─── Reading text ───
#2 CHANGES TO THE CONSTITUTION
- CTZN eu
- 19 apr 2021
- Tempo di lettura: 8 min
Hi reader,
today CTZN.eu team has a very special surprise for you: the first external contribution to our site! Our guest is called Diletta Blangero and is a bachelor student of the Comparative European and International Legal Studies course at the University of Trento. Already published by the European Law Student Association of Trento, today she has lent us her voice to reflect on the concept of Constitution as the supreme law but also as a precondition of our lifestyle, and on the thorny question about whether it is right to modify the Constitutions according to the needs of the current time or it is necessary to leave them unscathed. Enjoy your reading!
In September 2020, after an absolutely unprecedented spring and a summer just as unusual, the world of Italian politics has taken some time off from the Covid-19 crisis to focus its attention on another much-awaited and months-delayed event: the constitutional Referendum on the cut to the number of MPs. Its objective is exhaustively explained in the articles on the matter on CTZN.eu (which you can find here). An easy field of clash of parties, an event to comment on newspapers and talk shows, a discussion topic which has split the public, but especially yet another issue emerged around the same question: to change the Constitution, or to trust the original text?
It will surely sound trivial, but I fear it is inevitable to say that the Constitution (and not only the Italian one) is at the same time one of the elements on which our ordinary lives are most founded and one of the parts of our lifestyle which we take most for granted. People discuss on a large scale about Constitutions only in rare circumstances, and mainly in circumstances as those of a Referendum, when it is the Constitution itself to be put under exam; for the rest of the time it remains there, we know that it exists and that it is something of fundamental importance but we cannot see nor touch it. We live the Constitution, inside the Constitution and based on the Constitution, and this makes it both extraordinary and very ordinary: we are used to its presence, especially among the young people, we begin knowing it since a very young age and, in the end, perhaps we confine it to one of those compartments of our memory where we keep the things that we will rarely have to dust off again, as we will rarely have to discuss or question them.
To borrow from Norberto Bobbio an expression very powerful to me, the Constitution is “the rules of the game”; it is the tangle of wooden poles which is the basis of the pile, the basis of our lives inside this system. And could it possibly be a wise act to try to shake such foundations?
In this case, turning our gaze to the past for a moment could be useful as a starting point to understand weather Constitutions have really been born to remain etched in stone or they are indeed made to be one day modified. Most Constitutions of the Western world have been promulgated after and as a reaction to disturbing and revolutionary historical events for the nation which lived through it and for its citizens: the US one developed after the Revolutionary War in the 1780s; the Italian one saw the light between 1947 and 1948, while the country was slowly trying to recover from WWII and the Fascist ventennio; the German one, as we know it today, was born following the fall of the Berlin Wall in 1989 and the uniting of the “Two Germanies”, and so on. The common thread that links all these examples? Nations and peoples which slowly emerged from trauma, which counted their dead, their ruins, the damage to their economies, and which desperately sought the tranquillity necessary to relieve their pain. They searched for fixed points, and maybe they needed to conceive their new Constitutions as documents carved in stone, since the principles inside of them – the equality of each person before the law, the rule of law, the respect for human liberty and dignity, etc. – were to be at the basis of a new world, inhabited by new citizens who promised themselves not to repeat the mistakes of their predecessors ever again. Almost all these Constitutions have been drafted by beautiful minds, by scholars and statesmen chosen not only for their curriculum but above all for the trust that people put in them, and they have been written to last. They have been placed at the peak of the pyramid of the sources of law as “extraordinary laws”, special institutions have been created to protect them, and thus the foundations for the construction of modern legal systems have been laid.
───
• **Tasks to complete**:
A: Quote from the essay on constitutional change above the passage that begins with the words containing "To borrow from" and ends with "shake such foundations?".
B: Extend the essay above on whether a Constitution should be changed, picking up after its final sentence.
─── Entries provided ───
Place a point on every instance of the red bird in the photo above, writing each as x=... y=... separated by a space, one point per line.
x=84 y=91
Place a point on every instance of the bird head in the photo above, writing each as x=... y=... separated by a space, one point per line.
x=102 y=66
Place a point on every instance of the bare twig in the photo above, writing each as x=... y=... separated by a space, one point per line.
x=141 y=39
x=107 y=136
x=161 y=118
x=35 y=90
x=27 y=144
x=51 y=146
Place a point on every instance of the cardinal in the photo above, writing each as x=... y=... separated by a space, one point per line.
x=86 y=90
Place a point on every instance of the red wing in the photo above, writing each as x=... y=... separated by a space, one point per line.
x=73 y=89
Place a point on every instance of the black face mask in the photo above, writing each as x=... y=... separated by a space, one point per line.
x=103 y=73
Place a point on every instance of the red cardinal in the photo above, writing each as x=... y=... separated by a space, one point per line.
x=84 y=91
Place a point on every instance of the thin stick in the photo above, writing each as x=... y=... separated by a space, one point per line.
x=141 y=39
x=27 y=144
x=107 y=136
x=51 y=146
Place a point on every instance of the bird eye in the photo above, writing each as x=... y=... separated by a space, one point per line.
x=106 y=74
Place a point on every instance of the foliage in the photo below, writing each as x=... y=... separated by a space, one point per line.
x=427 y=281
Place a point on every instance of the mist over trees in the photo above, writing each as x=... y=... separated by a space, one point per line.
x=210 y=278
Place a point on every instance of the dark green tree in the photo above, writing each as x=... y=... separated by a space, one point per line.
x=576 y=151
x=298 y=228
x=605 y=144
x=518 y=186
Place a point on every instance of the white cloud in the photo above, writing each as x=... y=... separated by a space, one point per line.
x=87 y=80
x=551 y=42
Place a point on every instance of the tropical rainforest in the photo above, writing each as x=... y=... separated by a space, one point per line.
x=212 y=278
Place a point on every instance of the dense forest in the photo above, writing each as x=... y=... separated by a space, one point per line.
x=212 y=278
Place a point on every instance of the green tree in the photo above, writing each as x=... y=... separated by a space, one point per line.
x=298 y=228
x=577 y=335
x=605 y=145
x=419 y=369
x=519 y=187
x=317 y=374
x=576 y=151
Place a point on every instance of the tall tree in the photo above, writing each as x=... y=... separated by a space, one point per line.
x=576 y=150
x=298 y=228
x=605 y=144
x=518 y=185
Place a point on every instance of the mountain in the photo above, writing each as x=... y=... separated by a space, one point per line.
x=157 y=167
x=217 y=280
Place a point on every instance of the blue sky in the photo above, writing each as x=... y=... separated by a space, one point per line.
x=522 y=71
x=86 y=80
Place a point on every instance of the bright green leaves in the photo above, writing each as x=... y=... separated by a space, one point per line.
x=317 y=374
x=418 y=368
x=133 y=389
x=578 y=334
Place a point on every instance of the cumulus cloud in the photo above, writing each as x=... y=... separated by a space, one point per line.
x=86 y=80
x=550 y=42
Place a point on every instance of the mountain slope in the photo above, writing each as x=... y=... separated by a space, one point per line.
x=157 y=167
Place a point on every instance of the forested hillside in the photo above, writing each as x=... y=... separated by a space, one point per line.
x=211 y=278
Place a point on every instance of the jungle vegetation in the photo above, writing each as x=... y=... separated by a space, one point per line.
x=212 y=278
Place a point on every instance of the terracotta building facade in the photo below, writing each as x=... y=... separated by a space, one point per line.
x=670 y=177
───
• **Responses to the tasks**:
A:
To borrow from Norberto Bobbio an expression very powerful to me, the Constitution is “the rules of the game”; it is the tangle of wooden poles which is the basis of the pile, the basis of our lives inside this system. And could it possibly be a wise act to try to shake such foundations?

B:
Wide systems, complex systems, not buildings but skyscrapers. And it could be natural to ask once again: is it truly wise to try to shake a skyscraper by its foundations?
If we just observed what history and the origins of the main current Constitutions have to say, the most reasonable answer would be, I believe, a No: if a Constitution has been promulgated as to offer a safe haven for a country which is still coming to terms with the damage caused by the storm, what sense could it possibly make to question its norms and to make the uncertainty reappear once again after some mere decades?
The truth is, however, that to be really able to understand the complex phenomenon of Constitutions it is not sufficient to focus on their past dimension and on how they have been born, but it is necessary to analyze just as well their future dimension. What is it, apart from the norms written on paper, apart from the high legal and moral principles, that really makes a Constitution? Answering to this question is quite simple, and to do so we simply need to briefly remember what has been said at the beginning of this analysis: the Constitution is a habit, it is the framework inside which we live every day almost without noticing; thus, we could say that what makes a Constitution is first of all and above all us, the citizens. A Constitution is a gift, a gift that the past generations, through their representatives, have decided to pass on to their descendants hoping that they could live in a world without hate, war, discrimination. A Constitution is a concrete example of what Bernard Werber meant when he said that “it is necessary to agree to sow so that others can reap elsewhere and later”: the founding fathers and mothers sow and let grow, but then it becomes a duty of the future generations to keep their creature alive and to make sure that the soil does not dry out once those who first nurture it are gone.
Keeping the love for a Constitution alive is not a simple task: it is like nurturing a relationship with a family member, someone we love but have not chosen, who is an indissoluble part of our life but, precisely for this, is sometimes too much. Yet, this is the only really effective way to keep it alive: they know it in Germany, where since the time of the entry into force of the Grundgesetz, the “Basic Law”, the institutions have always push for the education of the population to the Wille Zur Verfassung, which may sound like a current of XIX-century painting but is really translated with “constitutional patriotism”.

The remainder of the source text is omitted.